What you have to do:
Put each line of the records below into a JSON list of strings, one string per line, with blank lines omitted. Leave the pictures out of the list.

------ Listed records ------

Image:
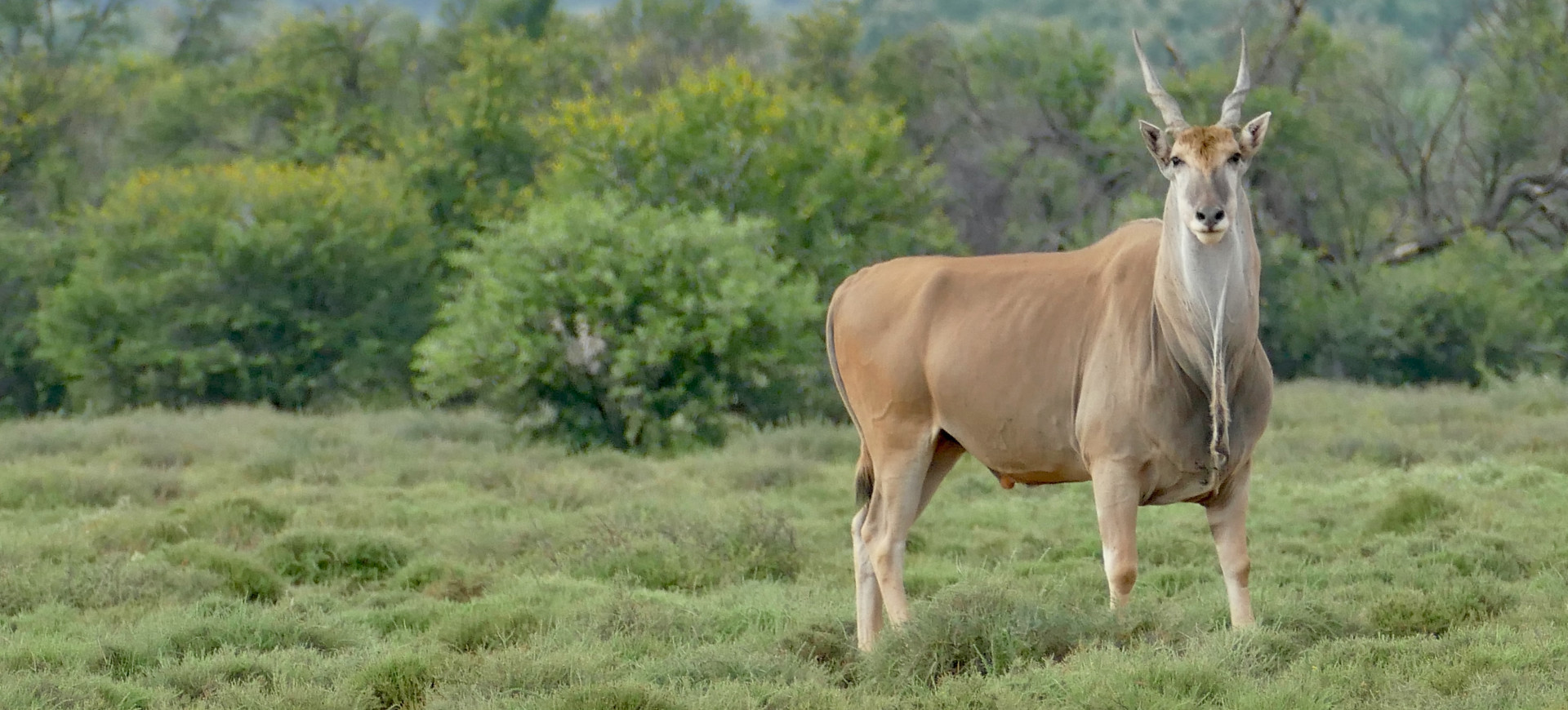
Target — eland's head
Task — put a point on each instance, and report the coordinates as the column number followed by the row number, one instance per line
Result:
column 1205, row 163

------

Worked solution:
[
  "Image:",
  "Target — eland's head",
  "Task — put a point on each instance, and report the coordinates as the column number followed by the row number, one instance per line",
  "Result:",
  "column 1205, row 163"
]